═════ Material for this exercise ═════
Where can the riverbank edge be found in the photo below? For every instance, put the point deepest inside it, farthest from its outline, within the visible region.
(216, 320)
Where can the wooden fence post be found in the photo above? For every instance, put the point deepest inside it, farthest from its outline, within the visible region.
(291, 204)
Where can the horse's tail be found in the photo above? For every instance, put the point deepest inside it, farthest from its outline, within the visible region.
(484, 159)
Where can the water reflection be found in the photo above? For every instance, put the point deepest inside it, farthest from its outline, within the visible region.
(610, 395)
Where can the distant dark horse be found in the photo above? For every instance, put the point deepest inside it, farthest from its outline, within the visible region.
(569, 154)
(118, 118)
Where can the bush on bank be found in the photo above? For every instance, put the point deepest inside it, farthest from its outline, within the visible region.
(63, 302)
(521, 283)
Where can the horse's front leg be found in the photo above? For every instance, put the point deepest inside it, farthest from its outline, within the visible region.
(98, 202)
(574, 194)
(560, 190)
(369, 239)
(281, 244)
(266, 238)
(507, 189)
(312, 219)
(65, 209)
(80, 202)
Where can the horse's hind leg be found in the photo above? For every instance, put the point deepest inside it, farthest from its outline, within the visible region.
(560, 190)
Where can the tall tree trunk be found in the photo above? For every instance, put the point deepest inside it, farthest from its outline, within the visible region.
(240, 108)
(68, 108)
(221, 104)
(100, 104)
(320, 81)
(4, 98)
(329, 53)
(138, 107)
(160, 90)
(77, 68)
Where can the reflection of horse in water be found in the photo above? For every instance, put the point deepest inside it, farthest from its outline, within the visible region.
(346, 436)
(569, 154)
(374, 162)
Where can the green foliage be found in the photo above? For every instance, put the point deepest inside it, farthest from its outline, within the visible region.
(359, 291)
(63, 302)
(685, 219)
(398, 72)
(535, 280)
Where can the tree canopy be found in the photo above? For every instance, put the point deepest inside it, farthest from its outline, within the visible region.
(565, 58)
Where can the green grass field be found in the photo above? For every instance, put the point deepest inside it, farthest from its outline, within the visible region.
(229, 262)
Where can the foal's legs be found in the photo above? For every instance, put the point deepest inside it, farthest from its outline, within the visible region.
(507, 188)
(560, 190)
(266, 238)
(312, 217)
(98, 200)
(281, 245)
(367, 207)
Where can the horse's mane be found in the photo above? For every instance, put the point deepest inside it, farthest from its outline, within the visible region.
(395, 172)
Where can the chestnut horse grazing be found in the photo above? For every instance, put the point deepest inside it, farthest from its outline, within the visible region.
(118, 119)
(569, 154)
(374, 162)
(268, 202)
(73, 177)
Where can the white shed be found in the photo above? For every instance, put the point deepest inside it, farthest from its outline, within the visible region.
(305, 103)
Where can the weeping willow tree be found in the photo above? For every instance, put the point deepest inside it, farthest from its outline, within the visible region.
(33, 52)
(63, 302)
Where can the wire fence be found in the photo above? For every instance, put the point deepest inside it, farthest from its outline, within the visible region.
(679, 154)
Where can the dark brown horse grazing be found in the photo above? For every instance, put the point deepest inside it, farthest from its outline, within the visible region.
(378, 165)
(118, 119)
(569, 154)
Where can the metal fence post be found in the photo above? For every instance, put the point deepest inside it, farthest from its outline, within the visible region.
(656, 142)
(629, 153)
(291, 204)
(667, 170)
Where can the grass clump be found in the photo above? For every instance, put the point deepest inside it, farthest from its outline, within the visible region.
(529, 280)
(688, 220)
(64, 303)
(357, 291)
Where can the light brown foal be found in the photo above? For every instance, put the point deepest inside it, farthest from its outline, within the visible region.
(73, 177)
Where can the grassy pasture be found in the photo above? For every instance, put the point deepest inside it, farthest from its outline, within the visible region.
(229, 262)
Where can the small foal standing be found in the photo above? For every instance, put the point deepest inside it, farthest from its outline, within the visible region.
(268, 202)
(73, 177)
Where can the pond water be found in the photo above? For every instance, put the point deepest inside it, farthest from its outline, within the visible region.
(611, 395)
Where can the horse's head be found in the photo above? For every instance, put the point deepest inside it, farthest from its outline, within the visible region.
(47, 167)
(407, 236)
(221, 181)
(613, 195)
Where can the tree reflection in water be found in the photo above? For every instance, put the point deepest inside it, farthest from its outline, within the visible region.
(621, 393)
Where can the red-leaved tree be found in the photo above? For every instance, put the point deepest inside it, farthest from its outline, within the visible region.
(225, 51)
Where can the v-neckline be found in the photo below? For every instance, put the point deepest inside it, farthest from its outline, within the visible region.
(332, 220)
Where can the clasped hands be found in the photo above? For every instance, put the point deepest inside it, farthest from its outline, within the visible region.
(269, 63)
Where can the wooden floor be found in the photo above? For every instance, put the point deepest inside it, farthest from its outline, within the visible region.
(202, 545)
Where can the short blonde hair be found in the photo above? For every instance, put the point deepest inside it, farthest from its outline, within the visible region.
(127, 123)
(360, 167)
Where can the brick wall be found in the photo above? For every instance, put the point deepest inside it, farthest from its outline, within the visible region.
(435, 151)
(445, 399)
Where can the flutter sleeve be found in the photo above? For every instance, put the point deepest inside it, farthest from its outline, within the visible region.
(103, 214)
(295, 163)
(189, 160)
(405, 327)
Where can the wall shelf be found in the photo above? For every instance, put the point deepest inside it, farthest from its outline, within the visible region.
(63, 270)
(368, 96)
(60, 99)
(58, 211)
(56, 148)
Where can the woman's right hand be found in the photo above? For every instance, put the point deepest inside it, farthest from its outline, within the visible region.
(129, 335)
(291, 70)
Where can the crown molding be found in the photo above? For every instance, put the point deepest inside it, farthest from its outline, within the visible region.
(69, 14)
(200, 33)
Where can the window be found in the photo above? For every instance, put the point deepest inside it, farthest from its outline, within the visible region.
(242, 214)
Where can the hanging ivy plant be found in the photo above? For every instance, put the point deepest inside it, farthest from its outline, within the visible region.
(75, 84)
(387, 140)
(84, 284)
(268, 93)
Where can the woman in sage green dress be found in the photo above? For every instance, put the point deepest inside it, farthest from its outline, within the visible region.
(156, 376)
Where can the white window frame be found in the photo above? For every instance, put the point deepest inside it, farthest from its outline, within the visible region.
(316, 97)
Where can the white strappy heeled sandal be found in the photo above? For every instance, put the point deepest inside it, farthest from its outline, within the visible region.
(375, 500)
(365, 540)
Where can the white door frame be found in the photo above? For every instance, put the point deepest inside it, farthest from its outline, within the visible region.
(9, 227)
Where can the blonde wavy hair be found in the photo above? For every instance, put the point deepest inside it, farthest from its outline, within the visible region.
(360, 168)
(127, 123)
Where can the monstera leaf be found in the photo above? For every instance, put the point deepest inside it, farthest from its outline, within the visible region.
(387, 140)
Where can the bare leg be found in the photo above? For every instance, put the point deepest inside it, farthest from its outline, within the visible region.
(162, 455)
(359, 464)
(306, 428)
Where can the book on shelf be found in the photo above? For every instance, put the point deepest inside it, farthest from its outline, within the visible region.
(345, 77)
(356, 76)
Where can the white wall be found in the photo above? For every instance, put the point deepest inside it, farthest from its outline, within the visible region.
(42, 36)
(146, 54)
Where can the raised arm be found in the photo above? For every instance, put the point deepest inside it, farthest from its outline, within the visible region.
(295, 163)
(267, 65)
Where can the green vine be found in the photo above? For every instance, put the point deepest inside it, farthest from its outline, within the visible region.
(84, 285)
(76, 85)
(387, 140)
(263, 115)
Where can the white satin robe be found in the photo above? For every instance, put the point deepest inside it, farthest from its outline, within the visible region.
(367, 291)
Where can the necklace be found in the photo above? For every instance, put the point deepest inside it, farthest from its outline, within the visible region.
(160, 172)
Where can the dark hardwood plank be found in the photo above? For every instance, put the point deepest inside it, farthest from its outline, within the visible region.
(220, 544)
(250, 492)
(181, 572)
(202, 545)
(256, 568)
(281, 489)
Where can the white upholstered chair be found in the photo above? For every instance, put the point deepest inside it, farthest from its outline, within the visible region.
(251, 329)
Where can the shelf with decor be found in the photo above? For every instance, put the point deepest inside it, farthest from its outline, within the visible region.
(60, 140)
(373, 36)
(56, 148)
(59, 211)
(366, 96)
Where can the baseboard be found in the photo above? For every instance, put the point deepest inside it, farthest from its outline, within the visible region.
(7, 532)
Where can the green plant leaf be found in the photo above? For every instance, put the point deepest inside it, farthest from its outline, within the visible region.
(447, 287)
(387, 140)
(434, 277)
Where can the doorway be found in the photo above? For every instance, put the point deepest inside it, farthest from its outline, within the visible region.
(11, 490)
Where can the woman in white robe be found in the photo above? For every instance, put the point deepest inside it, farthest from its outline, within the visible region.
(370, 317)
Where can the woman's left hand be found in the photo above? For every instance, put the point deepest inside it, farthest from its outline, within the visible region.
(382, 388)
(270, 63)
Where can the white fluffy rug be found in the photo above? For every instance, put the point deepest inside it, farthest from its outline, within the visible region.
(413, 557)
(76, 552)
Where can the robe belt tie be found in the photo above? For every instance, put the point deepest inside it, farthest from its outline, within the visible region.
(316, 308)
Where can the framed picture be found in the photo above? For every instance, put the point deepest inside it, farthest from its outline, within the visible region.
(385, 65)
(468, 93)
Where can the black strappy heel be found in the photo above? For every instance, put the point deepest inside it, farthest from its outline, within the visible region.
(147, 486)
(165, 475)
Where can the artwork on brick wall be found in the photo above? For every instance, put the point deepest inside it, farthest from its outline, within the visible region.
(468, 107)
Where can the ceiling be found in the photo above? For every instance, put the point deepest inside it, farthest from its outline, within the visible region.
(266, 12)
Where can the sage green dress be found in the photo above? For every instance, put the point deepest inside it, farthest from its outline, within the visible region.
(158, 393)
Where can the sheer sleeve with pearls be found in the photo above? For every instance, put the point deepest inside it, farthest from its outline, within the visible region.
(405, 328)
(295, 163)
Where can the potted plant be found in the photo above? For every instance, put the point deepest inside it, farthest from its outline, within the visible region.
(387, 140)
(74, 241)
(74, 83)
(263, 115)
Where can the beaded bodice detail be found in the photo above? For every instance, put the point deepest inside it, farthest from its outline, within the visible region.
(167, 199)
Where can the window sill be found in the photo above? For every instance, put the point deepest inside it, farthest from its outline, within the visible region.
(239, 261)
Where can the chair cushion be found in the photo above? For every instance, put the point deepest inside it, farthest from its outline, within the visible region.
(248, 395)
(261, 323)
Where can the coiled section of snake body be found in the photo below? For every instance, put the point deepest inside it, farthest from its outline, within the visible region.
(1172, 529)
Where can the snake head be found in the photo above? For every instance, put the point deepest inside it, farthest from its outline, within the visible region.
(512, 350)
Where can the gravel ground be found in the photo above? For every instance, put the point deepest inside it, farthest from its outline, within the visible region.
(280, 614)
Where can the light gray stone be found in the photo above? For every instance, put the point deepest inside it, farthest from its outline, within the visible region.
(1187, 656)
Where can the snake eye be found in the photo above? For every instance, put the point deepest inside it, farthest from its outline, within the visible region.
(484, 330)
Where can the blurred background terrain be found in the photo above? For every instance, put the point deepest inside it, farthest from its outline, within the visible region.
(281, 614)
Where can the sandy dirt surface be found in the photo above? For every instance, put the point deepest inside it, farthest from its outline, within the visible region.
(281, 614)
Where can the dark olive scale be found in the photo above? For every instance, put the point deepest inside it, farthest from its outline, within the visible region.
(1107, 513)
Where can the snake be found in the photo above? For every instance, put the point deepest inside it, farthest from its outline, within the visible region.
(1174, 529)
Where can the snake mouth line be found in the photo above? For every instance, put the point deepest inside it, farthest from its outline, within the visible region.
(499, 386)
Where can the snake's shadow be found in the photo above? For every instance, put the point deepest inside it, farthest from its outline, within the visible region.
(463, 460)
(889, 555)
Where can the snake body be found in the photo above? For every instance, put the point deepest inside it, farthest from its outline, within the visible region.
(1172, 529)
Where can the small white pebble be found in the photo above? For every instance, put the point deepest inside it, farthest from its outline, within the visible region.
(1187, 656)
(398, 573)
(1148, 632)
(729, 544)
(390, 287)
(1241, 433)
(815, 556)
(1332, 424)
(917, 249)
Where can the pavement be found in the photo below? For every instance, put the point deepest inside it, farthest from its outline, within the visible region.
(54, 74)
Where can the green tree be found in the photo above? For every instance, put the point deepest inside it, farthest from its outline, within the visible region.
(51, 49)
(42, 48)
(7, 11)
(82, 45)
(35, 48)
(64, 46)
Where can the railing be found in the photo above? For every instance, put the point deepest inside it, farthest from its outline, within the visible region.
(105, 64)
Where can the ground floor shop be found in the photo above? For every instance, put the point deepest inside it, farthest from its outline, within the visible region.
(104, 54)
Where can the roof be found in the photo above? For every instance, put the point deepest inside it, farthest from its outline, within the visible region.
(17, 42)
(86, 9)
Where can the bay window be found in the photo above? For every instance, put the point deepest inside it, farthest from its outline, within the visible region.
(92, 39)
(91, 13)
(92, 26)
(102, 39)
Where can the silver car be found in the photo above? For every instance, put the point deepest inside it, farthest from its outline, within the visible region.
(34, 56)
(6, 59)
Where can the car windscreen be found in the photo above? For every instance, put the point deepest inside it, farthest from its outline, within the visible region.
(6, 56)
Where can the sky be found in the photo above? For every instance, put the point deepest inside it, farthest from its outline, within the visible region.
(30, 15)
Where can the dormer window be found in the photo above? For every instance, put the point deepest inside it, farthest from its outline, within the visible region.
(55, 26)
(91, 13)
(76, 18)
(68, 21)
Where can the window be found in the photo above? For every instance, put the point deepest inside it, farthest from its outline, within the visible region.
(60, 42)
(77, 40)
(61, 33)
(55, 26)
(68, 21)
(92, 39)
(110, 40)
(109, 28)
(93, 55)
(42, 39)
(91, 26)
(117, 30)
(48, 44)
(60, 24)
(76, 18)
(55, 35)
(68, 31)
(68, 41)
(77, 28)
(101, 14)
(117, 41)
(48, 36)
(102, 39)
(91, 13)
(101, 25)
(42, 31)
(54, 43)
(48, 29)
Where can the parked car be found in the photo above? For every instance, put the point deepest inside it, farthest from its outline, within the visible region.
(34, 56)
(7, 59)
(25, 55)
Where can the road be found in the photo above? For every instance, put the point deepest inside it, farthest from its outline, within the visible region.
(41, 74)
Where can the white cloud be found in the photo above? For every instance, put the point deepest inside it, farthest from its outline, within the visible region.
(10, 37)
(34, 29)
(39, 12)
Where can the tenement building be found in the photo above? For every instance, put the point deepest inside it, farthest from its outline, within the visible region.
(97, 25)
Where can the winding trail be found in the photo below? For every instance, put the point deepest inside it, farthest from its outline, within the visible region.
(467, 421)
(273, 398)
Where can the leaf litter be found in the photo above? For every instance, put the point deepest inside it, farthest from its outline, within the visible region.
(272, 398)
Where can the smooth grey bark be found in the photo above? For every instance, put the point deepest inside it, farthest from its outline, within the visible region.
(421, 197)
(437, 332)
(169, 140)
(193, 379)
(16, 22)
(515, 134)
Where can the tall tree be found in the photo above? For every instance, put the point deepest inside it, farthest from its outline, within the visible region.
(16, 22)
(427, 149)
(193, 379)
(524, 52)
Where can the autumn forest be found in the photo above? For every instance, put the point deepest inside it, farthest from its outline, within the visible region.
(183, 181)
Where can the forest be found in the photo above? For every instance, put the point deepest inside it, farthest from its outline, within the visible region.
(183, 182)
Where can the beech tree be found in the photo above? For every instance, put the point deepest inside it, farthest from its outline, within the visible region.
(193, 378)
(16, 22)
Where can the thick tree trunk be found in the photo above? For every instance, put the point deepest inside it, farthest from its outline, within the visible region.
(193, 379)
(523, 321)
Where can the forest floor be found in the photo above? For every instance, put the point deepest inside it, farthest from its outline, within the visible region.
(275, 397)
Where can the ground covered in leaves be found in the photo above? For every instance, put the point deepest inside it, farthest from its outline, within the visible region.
═════
| Work to do |
Rewrite the stretch from the line containing "Where can the forest floor" through the end of the items, substituting "most distant from its outline" for "farthest from its outline" and leaving everything else unchanged.

| Result below |
Where can the forest floor be found in the photo above? For every instance, put the point deepest inside it, most distant from its outline, within the visible region.
(275, 397)
Where can the ground covered in leaves be found in the photo above? For every instance, put the point deepest inside it, most distant from its outline, within the visible region.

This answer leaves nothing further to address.